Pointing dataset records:

(begin)

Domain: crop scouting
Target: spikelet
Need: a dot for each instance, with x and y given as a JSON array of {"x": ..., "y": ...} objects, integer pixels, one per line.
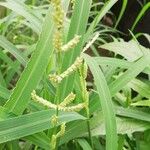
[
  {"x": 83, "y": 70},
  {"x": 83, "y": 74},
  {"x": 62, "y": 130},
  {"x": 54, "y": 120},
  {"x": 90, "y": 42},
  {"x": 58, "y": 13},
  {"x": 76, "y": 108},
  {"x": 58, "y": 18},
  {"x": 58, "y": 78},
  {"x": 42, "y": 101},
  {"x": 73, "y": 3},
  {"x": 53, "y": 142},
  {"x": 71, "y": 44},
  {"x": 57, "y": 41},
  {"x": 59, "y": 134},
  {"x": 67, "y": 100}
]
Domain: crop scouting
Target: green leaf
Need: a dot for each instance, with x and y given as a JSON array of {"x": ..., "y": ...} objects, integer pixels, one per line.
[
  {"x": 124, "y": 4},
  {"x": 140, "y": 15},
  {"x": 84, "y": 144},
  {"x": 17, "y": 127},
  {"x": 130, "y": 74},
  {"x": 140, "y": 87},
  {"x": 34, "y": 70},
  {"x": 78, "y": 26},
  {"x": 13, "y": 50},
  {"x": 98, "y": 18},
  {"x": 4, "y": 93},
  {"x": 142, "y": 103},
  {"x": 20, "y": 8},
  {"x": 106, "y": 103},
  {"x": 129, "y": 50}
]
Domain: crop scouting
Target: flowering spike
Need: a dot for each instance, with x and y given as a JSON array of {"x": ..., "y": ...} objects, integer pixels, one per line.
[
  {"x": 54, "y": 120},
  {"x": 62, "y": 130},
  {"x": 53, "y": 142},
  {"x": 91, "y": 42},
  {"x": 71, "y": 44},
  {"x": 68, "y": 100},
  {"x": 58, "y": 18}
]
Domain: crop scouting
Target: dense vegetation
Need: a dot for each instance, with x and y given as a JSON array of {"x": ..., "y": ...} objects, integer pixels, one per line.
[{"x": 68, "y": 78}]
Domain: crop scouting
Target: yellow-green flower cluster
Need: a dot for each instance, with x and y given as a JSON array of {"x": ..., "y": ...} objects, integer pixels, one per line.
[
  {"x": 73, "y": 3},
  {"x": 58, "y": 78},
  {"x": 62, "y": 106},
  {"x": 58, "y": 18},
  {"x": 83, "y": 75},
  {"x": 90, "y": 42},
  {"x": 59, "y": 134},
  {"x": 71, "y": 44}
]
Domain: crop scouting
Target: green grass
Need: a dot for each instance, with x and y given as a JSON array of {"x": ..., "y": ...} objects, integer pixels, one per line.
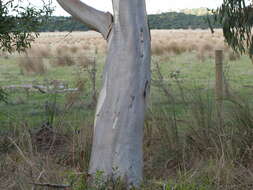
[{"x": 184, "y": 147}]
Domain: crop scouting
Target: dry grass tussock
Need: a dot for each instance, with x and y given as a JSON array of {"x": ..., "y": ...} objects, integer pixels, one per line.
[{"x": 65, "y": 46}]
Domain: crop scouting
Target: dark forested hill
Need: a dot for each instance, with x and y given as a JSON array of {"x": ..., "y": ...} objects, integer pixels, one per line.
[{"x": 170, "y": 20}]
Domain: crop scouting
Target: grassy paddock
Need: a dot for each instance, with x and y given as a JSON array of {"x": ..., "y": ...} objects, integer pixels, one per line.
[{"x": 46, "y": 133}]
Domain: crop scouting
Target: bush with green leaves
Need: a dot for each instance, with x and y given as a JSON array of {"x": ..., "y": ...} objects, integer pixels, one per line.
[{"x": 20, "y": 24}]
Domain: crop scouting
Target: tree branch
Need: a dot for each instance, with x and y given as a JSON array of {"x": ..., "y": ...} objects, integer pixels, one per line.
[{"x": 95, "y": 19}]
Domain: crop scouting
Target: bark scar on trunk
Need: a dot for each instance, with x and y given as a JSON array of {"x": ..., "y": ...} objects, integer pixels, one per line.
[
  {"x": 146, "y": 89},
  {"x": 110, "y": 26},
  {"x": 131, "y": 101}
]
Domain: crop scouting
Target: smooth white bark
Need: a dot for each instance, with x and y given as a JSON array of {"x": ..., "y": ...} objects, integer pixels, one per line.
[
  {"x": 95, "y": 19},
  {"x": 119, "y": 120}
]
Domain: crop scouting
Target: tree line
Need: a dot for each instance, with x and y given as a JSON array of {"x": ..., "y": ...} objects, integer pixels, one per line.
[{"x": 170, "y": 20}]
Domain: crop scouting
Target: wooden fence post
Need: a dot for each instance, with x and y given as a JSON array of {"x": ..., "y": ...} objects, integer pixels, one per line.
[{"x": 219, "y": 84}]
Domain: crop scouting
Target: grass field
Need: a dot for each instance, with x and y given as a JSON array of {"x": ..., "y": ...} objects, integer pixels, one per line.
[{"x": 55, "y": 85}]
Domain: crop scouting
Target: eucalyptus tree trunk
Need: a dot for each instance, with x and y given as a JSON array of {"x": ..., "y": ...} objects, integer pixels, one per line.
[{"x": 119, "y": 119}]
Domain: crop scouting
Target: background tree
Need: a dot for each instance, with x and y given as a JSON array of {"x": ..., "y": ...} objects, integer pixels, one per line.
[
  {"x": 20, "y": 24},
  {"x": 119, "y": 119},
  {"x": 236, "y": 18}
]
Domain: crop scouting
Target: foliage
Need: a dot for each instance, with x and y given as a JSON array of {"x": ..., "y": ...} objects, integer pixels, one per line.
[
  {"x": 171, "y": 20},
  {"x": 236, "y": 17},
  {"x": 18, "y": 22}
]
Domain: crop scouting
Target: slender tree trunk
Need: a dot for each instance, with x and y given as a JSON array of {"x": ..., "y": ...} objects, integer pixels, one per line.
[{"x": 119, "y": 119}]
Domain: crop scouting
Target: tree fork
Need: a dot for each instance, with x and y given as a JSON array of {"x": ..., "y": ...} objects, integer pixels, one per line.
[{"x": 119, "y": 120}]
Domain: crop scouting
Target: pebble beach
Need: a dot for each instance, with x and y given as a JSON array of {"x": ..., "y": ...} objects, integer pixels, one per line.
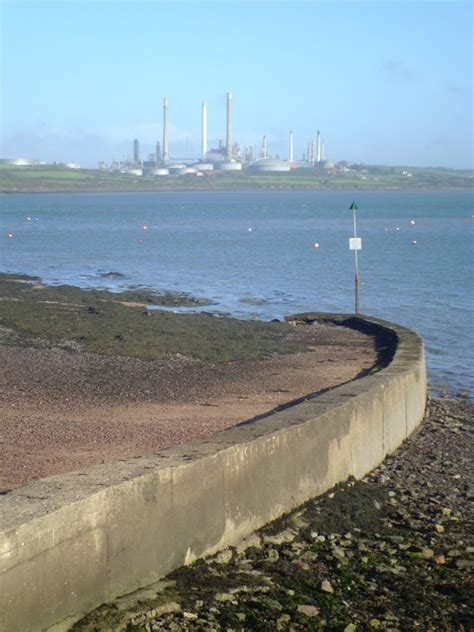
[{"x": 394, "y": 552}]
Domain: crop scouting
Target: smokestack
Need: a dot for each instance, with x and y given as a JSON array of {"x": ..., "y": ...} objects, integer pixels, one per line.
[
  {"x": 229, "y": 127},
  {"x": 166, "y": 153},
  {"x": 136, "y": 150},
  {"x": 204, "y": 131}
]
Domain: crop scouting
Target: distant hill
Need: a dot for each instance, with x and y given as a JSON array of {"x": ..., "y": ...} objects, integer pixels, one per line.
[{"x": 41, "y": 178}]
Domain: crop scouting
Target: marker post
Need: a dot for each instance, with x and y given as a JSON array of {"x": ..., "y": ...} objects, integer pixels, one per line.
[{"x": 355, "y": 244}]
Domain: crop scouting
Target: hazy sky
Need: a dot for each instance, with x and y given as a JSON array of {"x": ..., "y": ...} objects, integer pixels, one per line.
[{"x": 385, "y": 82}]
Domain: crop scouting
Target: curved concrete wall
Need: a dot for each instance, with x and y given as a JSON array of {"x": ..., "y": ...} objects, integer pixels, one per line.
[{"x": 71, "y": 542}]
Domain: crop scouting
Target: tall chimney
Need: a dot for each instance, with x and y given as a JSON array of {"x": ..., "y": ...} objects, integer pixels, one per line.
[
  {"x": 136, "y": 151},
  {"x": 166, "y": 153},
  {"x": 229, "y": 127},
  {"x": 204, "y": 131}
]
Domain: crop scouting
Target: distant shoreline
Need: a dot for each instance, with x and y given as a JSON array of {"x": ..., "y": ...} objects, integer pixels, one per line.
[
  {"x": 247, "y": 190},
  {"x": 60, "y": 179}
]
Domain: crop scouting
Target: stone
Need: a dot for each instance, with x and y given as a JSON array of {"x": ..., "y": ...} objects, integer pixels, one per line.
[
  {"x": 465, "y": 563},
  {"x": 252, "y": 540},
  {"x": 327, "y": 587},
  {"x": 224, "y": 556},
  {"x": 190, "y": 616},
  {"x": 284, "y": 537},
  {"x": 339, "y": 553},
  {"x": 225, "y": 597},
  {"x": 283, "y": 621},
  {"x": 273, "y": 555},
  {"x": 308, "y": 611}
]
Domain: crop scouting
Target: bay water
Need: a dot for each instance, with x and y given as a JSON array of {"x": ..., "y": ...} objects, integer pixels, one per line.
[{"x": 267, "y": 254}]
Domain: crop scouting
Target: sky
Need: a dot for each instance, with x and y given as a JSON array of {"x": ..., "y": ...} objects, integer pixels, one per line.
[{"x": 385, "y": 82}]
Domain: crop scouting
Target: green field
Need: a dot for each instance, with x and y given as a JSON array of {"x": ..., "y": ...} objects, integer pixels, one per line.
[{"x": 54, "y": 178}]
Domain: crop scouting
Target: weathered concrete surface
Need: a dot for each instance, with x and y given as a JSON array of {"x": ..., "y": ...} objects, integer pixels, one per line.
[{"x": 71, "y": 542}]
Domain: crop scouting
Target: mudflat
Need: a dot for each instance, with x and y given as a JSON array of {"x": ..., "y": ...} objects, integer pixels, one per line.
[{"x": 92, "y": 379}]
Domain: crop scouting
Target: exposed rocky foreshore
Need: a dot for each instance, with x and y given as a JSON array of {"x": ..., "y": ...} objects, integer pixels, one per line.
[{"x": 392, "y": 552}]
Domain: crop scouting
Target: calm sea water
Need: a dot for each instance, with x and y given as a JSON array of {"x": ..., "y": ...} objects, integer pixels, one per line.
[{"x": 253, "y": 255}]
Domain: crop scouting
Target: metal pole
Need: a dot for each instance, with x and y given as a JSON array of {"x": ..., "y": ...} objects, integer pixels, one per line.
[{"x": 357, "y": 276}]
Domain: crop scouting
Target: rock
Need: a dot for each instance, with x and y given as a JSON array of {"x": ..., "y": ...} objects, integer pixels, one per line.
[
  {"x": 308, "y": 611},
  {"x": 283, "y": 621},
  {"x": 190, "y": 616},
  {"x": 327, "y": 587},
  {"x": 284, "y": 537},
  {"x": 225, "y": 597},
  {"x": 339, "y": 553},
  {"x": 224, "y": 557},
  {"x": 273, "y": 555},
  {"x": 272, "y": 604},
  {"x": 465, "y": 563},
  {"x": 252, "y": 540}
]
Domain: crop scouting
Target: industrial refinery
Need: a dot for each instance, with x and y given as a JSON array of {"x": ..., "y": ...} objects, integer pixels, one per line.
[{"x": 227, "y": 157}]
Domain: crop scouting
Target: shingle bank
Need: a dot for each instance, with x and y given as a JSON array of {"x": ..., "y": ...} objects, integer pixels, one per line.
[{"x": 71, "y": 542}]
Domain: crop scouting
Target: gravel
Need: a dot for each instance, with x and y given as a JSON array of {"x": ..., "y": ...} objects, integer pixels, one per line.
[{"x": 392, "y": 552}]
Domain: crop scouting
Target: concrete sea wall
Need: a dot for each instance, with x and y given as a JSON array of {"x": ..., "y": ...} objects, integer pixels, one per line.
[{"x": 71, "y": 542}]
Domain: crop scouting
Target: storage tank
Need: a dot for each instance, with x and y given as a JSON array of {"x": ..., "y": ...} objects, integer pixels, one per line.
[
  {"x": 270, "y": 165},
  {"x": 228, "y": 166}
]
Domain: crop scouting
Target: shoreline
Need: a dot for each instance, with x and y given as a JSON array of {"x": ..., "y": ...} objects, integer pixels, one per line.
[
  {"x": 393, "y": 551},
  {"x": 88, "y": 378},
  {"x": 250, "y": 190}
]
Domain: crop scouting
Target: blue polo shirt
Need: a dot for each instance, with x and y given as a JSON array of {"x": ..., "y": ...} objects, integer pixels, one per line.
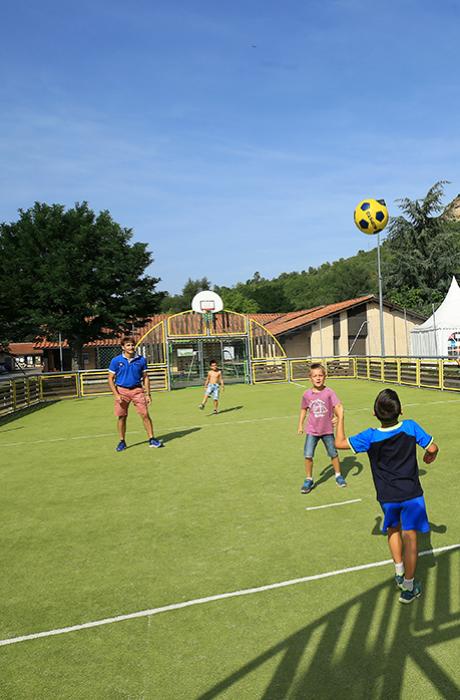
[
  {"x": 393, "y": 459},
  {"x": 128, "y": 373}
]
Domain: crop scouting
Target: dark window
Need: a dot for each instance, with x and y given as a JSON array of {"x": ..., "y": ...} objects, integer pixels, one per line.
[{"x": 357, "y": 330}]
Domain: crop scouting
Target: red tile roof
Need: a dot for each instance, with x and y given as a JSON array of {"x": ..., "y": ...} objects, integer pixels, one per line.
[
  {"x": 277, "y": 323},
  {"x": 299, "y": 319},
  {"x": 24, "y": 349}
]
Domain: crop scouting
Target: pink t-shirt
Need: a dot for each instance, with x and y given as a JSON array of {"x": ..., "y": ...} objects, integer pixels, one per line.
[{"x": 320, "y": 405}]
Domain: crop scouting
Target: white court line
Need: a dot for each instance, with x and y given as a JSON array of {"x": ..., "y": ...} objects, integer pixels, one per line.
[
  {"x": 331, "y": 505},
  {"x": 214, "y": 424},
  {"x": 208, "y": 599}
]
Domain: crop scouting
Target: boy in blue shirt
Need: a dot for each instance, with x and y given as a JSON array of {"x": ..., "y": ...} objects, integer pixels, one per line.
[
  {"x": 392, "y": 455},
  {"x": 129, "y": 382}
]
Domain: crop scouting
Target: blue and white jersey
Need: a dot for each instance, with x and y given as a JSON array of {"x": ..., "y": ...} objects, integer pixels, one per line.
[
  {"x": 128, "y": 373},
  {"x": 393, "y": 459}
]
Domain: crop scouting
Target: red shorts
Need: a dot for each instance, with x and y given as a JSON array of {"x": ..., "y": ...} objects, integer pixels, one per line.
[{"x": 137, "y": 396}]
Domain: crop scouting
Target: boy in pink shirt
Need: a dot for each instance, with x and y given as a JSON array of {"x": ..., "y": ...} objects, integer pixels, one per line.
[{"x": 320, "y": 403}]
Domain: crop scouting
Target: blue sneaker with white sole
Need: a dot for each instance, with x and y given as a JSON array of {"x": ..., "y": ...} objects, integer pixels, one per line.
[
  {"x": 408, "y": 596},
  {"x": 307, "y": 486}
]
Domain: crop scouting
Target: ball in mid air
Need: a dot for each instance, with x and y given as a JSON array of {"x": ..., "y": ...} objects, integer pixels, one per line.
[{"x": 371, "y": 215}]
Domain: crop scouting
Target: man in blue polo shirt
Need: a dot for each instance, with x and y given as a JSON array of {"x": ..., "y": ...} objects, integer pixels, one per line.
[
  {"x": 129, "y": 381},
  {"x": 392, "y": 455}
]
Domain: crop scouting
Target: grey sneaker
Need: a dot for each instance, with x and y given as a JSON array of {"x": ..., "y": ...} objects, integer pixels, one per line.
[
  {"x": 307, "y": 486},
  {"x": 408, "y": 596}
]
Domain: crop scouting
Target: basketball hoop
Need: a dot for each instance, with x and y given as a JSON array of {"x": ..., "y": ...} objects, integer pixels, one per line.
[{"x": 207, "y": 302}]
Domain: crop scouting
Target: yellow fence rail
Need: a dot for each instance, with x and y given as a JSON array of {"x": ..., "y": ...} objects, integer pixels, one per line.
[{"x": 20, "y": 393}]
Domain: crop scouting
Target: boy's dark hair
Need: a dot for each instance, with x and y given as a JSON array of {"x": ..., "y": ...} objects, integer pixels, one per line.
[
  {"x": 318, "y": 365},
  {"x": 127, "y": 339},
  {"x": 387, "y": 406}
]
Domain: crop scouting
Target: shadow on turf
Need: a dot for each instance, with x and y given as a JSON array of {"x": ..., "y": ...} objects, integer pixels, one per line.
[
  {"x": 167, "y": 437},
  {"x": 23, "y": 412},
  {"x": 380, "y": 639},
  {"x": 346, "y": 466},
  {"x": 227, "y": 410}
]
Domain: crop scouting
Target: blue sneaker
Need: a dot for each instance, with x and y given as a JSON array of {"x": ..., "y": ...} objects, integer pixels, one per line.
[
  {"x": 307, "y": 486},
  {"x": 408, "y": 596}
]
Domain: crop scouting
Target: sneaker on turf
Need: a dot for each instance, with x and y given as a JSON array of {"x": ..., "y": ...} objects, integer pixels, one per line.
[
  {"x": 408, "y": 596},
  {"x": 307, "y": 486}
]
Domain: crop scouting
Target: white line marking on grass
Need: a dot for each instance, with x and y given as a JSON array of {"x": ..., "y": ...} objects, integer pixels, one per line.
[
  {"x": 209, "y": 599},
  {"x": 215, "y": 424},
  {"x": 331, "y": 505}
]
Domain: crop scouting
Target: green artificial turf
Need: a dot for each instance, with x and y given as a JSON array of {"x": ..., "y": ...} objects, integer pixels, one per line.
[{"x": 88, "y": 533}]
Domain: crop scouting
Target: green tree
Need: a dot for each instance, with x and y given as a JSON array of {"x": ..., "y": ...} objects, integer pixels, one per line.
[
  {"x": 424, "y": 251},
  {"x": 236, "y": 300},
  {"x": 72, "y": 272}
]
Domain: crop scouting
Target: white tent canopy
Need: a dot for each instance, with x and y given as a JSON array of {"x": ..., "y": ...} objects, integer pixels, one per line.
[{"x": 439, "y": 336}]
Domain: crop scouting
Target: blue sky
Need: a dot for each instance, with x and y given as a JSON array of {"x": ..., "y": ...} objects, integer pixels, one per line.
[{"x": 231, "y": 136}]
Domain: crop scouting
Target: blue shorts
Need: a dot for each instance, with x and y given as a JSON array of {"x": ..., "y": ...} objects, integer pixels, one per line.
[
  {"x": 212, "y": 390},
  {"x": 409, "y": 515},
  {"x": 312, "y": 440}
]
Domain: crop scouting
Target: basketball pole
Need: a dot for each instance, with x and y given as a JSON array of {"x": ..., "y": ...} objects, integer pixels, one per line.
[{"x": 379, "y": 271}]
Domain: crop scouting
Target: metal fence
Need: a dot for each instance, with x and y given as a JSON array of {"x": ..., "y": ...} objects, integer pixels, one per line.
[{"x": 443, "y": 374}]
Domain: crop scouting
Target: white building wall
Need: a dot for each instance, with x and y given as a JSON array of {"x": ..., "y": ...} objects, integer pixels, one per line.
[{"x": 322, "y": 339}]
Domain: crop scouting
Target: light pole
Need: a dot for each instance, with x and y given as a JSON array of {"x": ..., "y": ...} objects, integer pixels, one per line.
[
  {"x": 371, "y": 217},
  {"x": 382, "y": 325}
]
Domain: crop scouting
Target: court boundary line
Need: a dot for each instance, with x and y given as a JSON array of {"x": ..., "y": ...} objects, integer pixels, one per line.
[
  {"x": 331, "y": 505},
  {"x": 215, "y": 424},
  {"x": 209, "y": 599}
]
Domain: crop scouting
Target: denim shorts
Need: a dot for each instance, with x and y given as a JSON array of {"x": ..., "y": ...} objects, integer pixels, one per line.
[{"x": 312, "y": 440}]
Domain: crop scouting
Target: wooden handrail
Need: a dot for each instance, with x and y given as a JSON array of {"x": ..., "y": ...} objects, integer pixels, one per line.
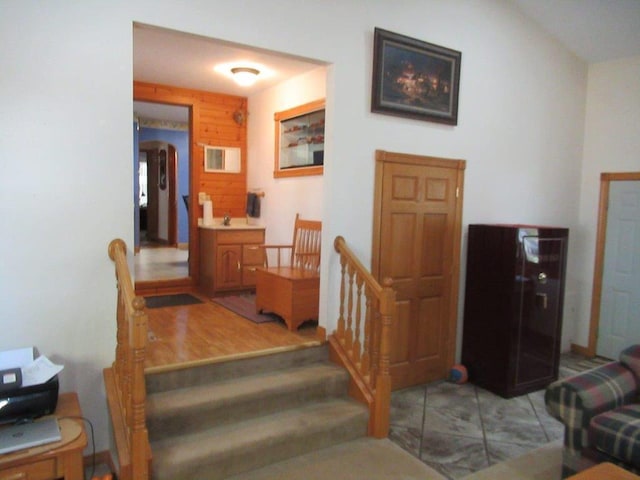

(end)

Problem description:
Count the lines in the records above that contain the string "pink". Case counts, and the reply should be only the number.

Result for this task:
2